## Your assignment
Restate word for word the lines of the entries below, starting with the line that holds "Task: Where can the blurred" and ending with the line that holds "Target: cub's paw", and no others.

——

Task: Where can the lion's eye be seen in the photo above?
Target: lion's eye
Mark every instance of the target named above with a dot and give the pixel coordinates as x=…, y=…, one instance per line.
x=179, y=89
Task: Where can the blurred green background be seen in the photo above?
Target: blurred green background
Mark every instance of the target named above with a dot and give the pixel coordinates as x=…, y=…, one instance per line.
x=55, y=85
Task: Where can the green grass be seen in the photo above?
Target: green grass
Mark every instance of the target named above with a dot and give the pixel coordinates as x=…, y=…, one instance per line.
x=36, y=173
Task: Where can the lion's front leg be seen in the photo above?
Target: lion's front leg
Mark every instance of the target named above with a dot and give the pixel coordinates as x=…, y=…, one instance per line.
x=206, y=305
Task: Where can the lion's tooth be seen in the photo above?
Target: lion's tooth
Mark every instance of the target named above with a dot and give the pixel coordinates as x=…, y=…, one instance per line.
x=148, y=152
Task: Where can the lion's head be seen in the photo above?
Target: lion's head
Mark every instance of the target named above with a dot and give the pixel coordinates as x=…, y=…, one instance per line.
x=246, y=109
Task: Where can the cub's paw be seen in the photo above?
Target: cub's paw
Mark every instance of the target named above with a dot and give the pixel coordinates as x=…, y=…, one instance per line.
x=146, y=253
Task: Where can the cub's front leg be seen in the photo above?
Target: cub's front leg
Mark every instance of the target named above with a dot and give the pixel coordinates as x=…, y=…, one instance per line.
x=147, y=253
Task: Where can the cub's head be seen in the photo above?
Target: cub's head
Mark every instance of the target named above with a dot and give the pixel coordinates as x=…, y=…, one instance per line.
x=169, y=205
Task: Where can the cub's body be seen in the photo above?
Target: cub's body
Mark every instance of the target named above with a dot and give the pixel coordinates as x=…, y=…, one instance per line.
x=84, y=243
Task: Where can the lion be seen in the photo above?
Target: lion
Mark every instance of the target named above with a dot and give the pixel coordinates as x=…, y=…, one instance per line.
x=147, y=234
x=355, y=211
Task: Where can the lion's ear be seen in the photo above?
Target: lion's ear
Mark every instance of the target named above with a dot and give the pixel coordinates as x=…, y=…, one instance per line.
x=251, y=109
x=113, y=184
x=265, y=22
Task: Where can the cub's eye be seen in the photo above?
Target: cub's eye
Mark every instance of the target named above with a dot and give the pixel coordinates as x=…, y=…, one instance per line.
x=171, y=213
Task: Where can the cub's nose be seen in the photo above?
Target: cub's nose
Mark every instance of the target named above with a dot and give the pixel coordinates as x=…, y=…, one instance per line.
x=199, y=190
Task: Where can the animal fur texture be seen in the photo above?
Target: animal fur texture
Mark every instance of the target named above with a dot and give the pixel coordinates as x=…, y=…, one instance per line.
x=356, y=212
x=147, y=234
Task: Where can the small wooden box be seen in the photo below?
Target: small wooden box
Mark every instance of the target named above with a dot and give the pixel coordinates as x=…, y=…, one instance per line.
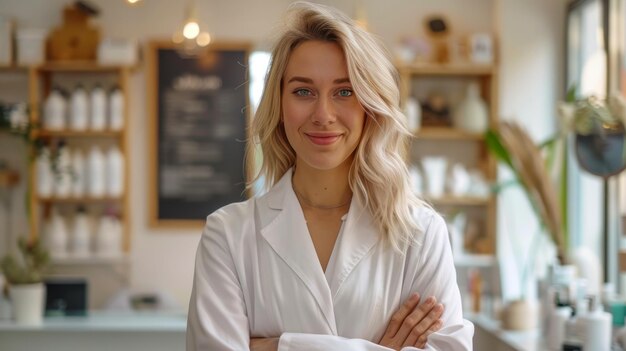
x=75, y=39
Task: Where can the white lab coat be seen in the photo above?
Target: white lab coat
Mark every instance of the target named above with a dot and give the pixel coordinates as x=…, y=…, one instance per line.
x=257, y=275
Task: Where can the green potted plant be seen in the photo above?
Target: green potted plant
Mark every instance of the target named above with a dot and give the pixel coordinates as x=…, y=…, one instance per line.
x=24, y=276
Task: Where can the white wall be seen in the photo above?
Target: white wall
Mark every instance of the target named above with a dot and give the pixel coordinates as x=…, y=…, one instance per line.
x=532, y=49
x=530, y=83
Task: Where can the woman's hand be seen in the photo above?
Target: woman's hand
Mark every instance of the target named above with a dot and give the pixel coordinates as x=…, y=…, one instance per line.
x=411, y=324
x=264, y=344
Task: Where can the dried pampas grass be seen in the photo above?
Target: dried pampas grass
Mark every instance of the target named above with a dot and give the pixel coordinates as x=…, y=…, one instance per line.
x=528, y=164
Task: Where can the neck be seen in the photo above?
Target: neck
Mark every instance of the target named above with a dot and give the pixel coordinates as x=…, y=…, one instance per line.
x=327, y=189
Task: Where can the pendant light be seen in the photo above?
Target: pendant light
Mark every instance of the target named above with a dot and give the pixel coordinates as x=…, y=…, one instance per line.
x=190, y=38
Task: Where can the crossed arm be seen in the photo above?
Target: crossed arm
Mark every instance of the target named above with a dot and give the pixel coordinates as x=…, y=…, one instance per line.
x=221, y=324
x=409, y=326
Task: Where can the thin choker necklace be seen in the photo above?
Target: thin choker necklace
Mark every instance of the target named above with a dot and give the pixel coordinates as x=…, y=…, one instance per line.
x=309, y=204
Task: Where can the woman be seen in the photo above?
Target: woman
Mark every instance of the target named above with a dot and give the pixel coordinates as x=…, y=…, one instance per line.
x=338, y=253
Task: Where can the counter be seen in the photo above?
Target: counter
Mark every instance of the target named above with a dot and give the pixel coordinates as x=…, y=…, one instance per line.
x=99, y=331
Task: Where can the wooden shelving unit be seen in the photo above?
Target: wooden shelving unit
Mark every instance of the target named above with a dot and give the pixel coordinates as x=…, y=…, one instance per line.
x=450, y=140
x=40, y=80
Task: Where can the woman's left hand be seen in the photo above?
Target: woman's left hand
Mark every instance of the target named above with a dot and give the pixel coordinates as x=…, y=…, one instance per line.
x=264, y=344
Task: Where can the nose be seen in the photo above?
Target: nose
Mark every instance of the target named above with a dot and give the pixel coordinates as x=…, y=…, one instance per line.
x=324, y=112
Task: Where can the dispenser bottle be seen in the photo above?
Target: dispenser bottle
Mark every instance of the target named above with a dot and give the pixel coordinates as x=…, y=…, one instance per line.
x=97, y=99
x=471, y=114
x=96, y=172
x=116, y=109
x=595, y=327
x=79, y=171
x=81, y=234
x=56, y=235
x=79, y=109
x=63, y=173
x=55, y=110
x=45, y=178
x=114, y=172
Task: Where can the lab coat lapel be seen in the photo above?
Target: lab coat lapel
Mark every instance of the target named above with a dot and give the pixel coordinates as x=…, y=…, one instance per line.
x=288, y=235
x=358, y=238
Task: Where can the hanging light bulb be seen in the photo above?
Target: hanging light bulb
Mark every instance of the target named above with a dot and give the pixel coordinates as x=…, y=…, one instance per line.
x=191, y=39
x=191, y=30
x=203, y=39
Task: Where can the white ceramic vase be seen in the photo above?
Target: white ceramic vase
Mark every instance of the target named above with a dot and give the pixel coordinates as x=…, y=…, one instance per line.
x=28, y=301
x=522, y=314
x=471, y=115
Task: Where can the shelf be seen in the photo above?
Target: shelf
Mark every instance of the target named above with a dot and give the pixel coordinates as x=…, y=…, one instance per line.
x=79, y=66
x=446, y=133
x=474, y=260
x=451, y=69
x=8, y=178
x=87, y=261
x=450, y=200
x=14, y=68
x=81, y=200
x=79, y=134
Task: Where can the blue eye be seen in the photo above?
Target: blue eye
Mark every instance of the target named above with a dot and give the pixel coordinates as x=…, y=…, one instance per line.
x=345, y=92
x=302, y=92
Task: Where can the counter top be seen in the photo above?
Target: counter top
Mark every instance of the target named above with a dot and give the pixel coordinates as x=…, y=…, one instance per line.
x=108, y=321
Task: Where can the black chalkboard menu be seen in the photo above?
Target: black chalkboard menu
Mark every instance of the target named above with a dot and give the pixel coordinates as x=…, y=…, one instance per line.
x=199, y=114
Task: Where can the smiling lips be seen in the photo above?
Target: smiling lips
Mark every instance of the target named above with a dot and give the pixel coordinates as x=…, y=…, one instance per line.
x=323, y=138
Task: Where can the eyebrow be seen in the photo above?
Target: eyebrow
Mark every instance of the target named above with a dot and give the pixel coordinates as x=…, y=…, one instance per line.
x=310, y=81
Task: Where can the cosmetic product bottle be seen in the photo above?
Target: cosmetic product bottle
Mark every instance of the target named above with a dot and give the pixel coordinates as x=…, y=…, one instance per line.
x=55, y=110
x=116, y=109
x=63, y=174
x=98, y=98
x=45, y=178
x=79, y=174
x=557, y=321
x=595, y=327
x=81, y=234
x=56, y=234
x=96, y=181
x=114, y=172
x=79, y=109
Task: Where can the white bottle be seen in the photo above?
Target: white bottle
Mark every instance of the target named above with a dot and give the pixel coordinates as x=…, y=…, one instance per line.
x=55, y=111
x=81, y=234
x=557, y=321
x=595, y=327
x=413, y=112
x=114, y=172
x=79, y=109
x=98, y=108
x=116, y=109
x=63, y=175
x=79, y=174
x=56, y=235
x=471, y=114
x=96, y=181
x=45, y=178
x=109, y=236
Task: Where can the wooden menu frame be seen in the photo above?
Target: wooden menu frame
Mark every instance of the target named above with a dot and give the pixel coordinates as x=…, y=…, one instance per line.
x=197, y=162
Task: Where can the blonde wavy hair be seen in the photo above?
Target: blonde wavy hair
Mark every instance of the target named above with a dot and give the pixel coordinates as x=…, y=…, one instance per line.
x=378, y=175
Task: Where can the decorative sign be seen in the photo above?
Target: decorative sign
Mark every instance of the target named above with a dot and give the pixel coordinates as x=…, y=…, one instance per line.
x=198, y=110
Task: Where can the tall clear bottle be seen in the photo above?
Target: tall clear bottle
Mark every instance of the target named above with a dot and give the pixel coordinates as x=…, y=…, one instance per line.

——

## Finished task
Task: Where can the blurred green background be seen in the photo above?
Target: blurred green background
Mark every instance of the target named above with a dot and give the pixel coordinates as x=…, y=…, one instance per line.
x=55, y=85
Task: Where can the green grass be seen in the photo above?
Target: green grass
Mark every instance of the target named above with a dot and give the pixel coordinates as x=…, y=…, one instance per line.
x=36, y=173
Task: Where can the lion's front leg be seen in the photo above?
Target: lion's front leg
Mark every instance of the target named above with a dot and give the pixel coordinates as x=…, y=…, one instance per line.
x=206, y=305
Task: Where can the lion's tooth be seen in the photo above?
Target: lion's tooth
Mark every instance of the target named above with a dot and give the pixel coordinates as x=…, y=…, one instance per line.
x=148, y=152
Task: Where can the lion's head be seen in the photo above?
Target: lion's head
Mark every instance of the target named above with a dot and give the pixel coordinates as x=…, y=…, one instance per line.
x=246, y=109
Task: Where can the cub's paw be seen in the photo above?
Target: cub's paw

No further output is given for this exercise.